--- Direction ---
Determine how many lines in the items below contain the word "brown", and give only that number.

Pointing dataset excerpts
######

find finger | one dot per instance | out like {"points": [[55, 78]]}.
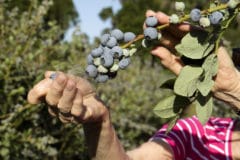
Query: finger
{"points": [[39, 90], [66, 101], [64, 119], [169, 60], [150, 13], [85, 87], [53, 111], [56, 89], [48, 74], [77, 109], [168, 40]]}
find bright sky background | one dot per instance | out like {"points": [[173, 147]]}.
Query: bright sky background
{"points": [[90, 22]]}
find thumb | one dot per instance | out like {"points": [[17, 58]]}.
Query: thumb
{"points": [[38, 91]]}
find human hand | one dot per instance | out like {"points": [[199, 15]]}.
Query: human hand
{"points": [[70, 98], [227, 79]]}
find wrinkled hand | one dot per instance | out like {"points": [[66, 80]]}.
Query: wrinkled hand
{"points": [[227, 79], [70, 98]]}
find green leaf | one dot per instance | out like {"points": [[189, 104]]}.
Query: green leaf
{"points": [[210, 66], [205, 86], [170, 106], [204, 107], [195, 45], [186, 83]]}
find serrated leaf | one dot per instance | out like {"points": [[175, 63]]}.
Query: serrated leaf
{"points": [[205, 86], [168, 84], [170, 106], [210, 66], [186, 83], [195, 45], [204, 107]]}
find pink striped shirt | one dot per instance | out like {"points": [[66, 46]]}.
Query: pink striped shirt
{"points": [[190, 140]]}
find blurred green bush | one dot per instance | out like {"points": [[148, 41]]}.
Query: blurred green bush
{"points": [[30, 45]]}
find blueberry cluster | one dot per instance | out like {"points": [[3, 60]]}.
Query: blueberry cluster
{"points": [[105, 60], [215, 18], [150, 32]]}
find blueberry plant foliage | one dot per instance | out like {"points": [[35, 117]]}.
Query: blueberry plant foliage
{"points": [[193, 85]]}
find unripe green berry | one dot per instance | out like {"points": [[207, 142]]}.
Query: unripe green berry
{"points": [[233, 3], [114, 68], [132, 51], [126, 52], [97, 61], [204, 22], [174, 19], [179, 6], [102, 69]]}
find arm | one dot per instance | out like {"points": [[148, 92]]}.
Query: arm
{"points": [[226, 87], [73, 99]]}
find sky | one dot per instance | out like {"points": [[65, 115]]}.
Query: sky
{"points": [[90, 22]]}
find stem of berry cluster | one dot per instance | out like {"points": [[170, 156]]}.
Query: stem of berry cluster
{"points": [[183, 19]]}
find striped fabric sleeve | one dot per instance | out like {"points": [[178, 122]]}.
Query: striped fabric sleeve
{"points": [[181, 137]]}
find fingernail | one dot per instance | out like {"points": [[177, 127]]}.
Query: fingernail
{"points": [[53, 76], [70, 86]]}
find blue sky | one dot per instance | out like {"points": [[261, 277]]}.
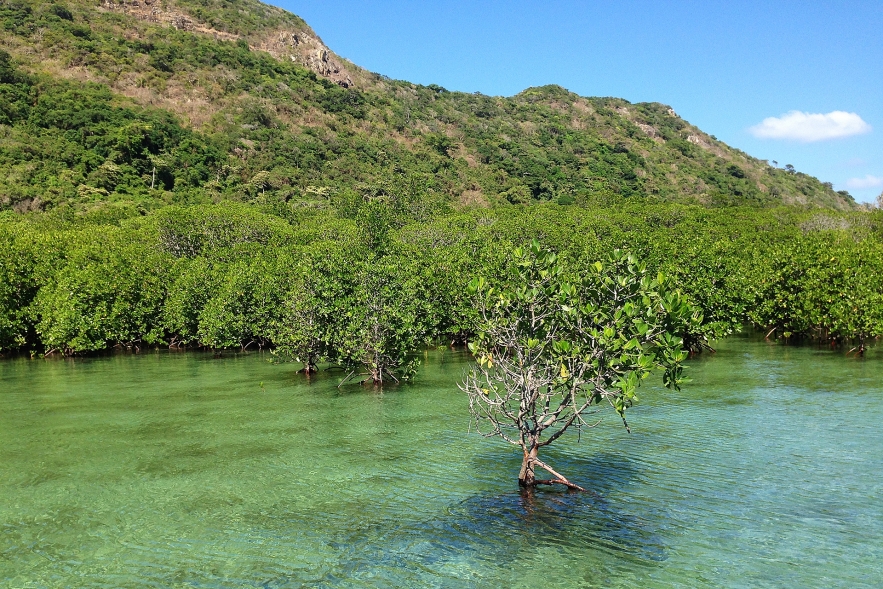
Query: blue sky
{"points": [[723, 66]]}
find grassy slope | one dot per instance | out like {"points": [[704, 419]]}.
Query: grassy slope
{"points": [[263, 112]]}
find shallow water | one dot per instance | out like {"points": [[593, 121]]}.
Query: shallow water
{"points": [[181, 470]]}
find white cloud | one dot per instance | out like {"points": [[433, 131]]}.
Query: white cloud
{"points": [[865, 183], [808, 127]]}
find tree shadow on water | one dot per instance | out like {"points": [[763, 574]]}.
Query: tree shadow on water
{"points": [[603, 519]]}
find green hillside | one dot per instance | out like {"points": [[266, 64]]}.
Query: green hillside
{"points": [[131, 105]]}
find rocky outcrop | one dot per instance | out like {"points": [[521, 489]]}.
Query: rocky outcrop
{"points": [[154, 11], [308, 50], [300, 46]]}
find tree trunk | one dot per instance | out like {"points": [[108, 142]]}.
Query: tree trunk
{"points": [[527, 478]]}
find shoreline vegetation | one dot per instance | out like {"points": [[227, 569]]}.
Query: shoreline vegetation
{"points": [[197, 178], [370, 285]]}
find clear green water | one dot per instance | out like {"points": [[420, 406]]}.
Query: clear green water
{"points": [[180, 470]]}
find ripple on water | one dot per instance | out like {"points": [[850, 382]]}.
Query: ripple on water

######

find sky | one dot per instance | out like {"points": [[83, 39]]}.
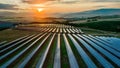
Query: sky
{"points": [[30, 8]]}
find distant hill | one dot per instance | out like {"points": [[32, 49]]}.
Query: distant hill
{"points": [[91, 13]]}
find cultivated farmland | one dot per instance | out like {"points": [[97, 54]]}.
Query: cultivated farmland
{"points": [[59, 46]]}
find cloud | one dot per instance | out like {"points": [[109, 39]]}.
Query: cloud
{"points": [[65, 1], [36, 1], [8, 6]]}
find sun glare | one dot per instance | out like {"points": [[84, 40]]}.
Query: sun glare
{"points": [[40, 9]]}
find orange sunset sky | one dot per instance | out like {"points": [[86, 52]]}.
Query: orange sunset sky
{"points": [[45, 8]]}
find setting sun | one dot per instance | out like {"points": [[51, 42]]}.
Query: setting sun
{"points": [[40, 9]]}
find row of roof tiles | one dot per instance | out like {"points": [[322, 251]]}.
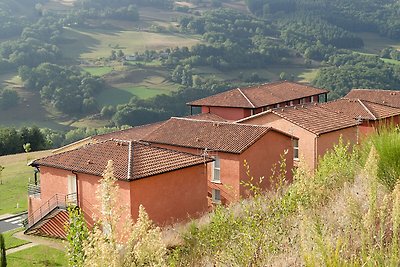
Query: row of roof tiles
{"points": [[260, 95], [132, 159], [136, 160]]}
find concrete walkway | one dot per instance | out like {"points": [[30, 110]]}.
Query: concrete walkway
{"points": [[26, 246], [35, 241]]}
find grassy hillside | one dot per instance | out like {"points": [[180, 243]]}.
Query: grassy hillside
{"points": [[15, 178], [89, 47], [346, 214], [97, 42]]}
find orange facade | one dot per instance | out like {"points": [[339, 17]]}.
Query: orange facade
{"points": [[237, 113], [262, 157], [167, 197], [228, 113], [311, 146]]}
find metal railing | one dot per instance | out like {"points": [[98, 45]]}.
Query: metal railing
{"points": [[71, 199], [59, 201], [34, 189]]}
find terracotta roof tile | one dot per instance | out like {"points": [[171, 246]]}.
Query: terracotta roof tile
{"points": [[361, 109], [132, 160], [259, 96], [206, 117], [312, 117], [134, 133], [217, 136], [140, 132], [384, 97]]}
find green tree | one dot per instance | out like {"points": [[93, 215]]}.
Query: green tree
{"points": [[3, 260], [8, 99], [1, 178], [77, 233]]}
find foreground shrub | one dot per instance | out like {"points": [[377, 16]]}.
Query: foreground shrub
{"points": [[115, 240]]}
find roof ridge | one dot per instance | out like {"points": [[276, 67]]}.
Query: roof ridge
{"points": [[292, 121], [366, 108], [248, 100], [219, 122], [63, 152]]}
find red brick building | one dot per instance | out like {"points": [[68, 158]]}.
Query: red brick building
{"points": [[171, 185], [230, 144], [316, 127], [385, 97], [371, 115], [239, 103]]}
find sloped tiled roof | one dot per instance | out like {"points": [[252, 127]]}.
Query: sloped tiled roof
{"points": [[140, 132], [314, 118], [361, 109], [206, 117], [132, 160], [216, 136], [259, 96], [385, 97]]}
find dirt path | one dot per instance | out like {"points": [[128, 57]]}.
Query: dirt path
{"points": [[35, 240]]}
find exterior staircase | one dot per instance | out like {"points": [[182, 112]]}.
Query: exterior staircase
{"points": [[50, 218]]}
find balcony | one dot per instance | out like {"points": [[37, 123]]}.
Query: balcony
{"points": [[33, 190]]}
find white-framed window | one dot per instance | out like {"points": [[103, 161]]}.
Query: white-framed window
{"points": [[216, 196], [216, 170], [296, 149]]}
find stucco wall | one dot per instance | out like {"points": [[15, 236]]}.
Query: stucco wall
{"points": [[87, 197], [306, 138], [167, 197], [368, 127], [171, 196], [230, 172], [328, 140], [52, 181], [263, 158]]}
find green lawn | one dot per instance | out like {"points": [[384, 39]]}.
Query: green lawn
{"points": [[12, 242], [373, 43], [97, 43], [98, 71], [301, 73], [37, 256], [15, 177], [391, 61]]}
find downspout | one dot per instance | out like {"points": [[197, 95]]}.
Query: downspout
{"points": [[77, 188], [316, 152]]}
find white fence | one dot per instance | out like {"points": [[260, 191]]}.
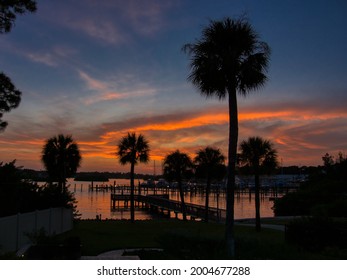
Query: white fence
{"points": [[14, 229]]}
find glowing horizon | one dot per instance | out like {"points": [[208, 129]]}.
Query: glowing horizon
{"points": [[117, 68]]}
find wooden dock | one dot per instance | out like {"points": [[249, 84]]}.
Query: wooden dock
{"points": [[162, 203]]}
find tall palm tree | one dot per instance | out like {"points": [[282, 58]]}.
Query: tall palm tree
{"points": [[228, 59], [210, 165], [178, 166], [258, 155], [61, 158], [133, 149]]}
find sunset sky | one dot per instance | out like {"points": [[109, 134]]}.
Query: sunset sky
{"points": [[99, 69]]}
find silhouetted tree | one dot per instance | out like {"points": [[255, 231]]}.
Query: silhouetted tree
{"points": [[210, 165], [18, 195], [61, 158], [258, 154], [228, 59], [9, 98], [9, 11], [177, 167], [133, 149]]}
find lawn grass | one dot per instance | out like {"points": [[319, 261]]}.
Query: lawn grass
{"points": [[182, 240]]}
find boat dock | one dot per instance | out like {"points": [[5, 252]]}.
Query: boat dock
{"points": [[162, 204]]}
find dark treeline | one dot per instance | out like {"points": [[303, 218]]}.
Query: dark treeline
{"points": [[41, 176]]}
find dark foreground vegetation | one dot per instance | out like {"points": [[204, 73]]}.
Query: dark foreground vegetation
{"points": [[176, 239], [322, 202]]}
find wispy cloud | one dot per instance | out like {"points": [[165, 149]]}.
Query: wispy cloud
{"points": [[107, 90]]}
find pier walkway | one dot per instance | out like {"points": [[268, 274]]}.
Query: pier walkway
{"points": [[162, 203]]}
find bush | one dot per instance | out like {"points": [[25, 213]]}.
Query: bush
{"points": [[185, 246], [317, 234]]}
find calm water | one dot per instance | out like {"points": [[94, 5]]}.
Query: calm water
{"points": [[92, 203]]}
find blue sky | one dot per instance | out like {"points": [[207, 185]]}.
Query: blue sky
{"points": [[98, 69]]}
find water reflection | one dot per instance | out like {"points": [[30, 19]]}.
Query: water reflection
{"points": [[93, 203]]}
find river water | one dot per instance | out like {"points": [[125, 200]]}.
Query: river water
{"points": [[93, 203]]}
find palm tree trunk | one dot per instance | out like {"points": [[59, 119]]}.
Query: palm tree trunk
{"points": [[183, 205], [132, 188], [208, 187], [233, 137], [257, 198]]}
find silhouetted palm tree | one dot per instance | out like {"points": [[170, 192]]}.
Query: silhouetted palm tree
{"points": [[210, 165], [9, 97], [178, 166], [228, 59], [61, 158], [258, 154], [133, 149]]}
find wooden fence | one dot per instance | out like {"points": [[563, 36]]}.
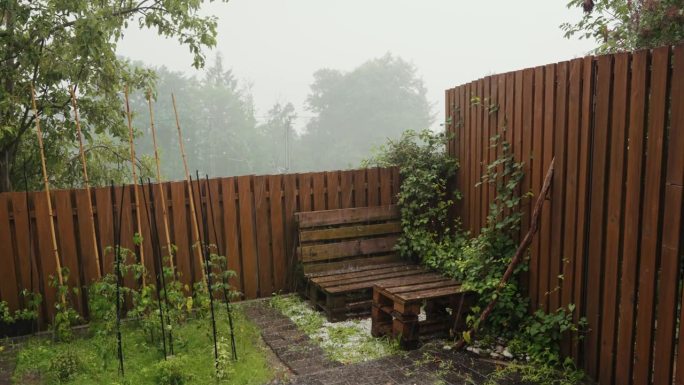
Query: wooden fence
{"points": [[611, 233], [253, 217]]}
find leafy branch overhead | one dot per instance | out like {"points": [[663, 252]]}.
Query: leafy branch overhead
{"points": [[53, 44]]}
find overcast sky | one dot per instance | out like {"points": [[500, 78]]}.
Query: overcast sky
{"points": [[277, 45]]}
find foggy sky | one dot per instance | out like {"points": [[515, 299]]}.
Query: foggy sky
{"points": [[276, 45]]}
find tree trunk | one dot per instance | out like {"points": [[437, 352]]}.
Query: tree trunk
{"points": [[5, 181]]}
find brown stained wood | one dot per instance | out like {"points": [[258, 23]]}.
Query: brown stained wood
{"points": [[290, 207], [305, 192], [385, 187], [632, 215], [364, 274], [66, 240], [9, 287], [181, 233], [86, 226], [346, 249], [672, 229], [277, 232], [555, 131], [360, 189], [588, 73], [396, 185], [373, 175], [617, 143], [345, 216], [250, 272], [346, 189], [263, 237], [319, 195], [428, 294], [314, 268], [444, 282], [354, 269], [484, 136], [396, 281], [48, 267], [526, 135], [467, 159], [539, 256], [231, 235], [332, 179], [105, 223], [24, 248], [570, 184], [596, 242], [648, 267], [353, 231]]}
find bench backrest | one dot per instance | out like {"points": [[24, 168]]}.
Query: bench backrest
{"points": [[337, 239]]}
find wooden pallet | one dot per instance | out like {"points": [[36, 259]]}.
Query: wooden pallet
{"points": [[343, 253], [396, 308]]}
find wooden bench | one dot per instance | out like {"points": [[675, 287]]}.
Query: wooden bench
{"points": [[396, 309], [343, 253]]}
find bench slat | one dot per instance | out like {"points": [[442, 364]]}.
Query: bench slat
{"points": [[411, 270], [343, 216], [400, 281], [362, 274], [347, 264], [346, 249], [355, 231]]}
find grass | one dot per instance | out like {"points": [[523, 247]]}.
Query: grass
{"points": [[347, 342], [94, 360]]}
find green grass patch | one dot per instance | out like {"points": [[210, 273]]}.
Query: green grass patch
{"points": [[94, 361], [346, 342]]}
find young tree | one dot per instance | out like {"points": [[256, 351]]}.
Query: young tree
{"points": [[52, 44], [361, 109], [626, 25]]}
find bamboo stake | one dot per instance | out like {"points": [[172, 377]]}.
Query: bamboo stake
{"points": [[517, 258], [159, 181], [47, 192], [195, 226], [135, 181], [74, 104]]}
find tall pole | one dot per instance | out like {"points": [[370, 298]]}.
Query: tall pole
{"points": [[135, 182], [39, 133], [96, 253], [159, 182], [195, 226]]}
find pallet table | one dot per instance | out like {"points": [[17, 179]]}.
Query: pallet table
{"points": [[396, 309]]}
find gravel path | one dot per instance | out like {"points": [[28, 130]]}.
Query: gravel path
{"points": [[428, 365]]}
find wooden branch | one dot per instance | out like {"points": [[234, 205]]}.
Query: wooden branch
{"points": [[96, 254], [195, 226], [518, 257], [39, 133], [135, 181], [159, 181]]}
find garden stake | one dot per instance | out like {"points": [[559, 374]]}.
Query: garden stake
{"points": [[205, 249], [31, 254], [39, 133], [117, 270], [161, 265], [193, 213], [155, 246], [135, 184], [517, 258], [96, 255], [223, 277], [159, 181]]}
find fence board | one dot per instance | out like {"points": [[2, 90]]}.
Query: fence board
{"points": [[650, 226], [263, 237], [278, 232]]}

######

--- Full output ---
2